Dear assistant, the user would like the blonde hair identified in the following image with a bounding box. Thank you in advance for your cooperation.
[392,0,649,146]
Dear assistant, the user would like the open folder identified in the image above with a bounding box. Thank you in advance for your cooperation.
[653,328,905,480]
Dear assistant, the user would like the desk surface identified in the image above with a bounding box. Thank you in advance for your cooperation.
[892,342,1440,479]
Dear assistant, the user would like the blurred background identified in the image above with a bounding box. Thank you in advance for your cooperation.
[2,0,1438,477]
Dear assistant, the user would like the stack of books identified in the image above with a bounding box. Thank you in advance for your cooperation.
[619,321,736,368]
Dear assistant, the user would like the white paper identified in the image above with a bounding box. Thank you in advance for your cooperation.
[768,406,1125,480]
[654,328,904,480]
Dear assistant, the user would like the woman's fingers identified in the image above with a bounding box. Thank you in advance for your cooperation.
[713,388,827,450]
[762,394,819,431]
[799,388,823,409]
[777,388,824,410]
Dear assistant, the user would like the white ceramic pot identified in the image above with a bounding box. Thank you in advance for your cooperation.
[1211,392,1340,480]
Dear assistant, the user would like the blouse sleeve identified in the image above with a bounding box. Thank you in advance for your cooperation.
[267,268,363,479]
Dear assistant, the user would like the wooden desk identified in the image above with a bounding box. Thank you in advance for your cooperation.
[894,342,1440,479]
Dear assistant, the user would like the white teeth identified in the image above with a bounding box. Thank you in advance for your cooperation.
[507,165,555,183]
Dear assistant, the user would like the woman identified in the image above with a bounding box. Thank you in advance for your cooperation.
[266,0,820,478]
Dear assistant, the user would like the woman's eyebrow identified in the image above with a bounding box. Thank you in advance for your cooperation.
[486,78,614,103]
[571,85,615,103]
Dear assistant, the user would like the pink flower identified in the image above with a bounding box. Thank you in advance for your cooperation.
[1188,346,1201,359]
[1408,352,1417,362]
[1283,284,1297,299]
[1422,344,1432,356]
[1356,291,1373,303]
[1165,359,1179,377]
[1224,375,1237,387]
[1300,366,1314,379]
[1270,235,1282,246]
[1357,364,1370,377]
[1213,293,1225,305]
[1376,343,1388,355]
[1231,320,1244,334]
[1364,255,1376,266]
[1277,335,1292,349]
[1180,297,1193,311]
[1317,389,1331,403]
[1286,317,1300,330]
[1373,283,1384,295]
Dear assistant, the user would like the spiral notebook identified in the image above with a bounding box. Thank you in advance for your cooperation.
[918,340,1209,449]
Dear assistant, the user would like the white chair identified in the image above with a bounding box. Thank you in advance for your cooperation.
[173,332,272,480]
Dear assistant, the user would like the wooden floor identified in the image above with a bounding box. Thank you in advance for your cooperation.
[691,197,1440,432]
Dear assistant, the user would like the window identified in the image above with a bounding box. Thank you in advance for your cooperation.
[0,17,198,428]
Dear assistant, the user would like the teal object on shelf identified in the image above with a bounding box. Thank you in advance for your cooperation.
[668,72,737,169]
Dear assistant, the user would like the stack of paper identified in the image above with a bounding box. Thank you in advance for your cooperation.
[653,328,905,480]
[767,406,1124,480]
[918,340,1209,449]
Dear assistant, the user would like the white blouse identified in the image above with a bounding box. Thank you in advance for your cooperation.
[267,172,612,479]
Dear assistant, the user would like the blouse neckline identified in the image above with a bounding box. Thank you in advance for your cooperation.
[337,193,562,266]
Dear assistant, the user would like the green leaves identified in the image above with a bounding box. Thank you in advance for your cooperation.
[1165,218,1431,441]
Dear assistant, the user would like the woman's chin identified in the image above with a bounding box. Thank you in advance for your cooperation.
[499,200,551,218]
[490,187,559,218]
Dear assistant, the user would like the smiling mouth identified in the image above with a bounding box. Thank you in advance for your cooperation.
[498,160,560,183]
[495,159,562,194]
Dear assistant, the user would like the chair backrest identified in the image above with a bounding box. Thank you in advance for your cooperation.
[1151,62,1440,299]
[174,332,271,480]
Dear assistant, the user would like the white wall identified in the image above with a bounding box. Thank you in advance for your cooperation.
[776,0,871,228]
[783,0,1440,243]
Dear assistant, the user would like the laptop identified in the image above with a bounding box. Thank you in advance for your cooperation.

> PROBLEM TO SOLVE: Nothing should be dropped: transcribe all the material exactly.

> SOLVED EXERCISE:
Dear assistant, the user would like the blonde hair identified in the following image with a bounding box. Thank you in advance for your cooperation.
[392,0,649,146]
Dear assistant, the user would like the open folder identified in the image above with a bounding box. Thank you in advance for your cooperation.
[653,328,905,480]
Dear assistant, the user would like the desk surface identified in the image above with a bounding box. Thank you in advance for your cooperation.
[892,342,1440,479]
Dear assistant, the user would like the blurred background identified in the image above with a bounding box. Thank you in advance for your cooperation.
[2,0,1438,477]
Dear assistant, the user would like the stack of books identified in the image above with a bounding box. Thank you in advance for your cooperation.
[619,321,736,368]
Dear assistant, the user would like the white paper identified in the image above with a bounding box. Thank you in advance for your cooperation.
[768,406,1125,480]
[654,328,904,480]
Dear assistant, the user would like the woman's fingers identified in the image above with a bounding box. Thank you in advance for your cooperation.
[713,388,827,450]
[762,394,819,431]
[799,388,823,409]
[777,388,824,410]
Dear assistant, the user would like the white ceramic pot identified in the image above with a bounding box. Thank you in advance for your cooperation.
[1211,392,1340,480]
Dear assistant, the user would like the blouse sleeve identified in the image above with a bounding box. Thank you in advance for your cooperation.
[267,268,363,479]
Dear assistant, the user would like the wooden desk identified in the image above with a bounding box. Thank you in advance for your cooperation.
[894,342,1440,479]
Dear assistant, the user would like the white teeth identified in the image above with a bounding box. Thank you in advance for your cooperation.
[507,165,555,183]
Dear assistant, the user would like the woman identified in the image above with a bounding box. Thank you in advance for your cooperation.
[266,0,820,478]
Dear assistant, the user would like the woman's eyebrow identified in the image above with a bounding box. Thank you in advance for your cooperation.
[486,78,614,103]
[571,85,615,103]
Dear assistant, the user would like the pink flower identified in the image above with a bounding box. Thank you in advance for your cooperation.
[1188,346,1201,359]
[1408,352,1417,362]
[1283,284,1297,299]
[1422,344,1432,356]
[1356,291,1373,303]
[1165,359,1179,377]
[1224,375,1237,387]
[1300,366,1314,379]
[1270,235,1282,246]
[1357,364,1370,377]
[1213,293,1225,305]
[1376,343,1388,355]
[1231,320,1244,334]
[1364,255,1376,266]
[1277,335,1292,349]
[1180,297,1193,311]
[1317,389,1331,403]
[1286,317,1300,330]
[1373,283,1384,295]
Dear assistant, the user would like the spiral notebook identified in the image above with a bounding box. Thank you in advance for your cooperation.
[918,340,1209,449]
Dear assistant, the user would like the white chair identified in the image above with a bounding box. Thank you in advance for your cooperation.
[173,332,272,480]
Dear assistant, the user would like the wooden floor identified in the image above with a bounding box. Thank you in advance for your cooperation.
[691,197,1440,432]
Dear assistant, the user would like the window identified in the image above with a bounding box. Thank you in advance for your cooperation.
[0,17,198,428]
Dear assistant, the user would like the teal object on shelf identified in the image above with a bounding box. Thank you in advance for your cooperation.
[668,72,737,169]
Dear assistant, the user would like the stack of paper identified in the image above with a bounding box. Thank you in advance for your cooperation.
[653,328,905,480]
[767,406,1124,480]
[918,340,1209,449]
Dear assistant, the user would like the white blouse identified in the image above with a bounding box. Thank you in advance for your cooperation.
[267,172,612,479]
Dear assistant, the user would like the blouse neckline identified in the image above with a bounding box. Thank you in advance for your cooperation.
[337,193,562,266]
Dear assistant, the user would like the green leaves identified in the image above with a bounding box. Thank you in advance for your cooperation.
[1165,218,1431,441]
Dear assistant, the user would like the woman's chin identified in the image above with a bounding box. Thank you in advance for your cooperation.
[499,200,551,218]
[490,187,559,218]
Dear assistant, the user would like the smiling mouth identified in the image above with a bounding box. Thank you in advance for your cooperation.
[498,160,560,183]
[495,159,562,194]
Dear assistant, the user would like the chair backrest identified in the image above with a bounding box. Thank you in advance for your cooperation.
[1151,62,1440,299]
[174,332,271,480]
Dear assistant, the user would like the white wall identified in the image above with a bounding box. Thank you in advance for your cooperation.
[776,0,871,228]
[783,0,1440,243]
Dear assistant, the user would like the laptop identified in the image above with a bounding box. Thank you in advance for your cooperation.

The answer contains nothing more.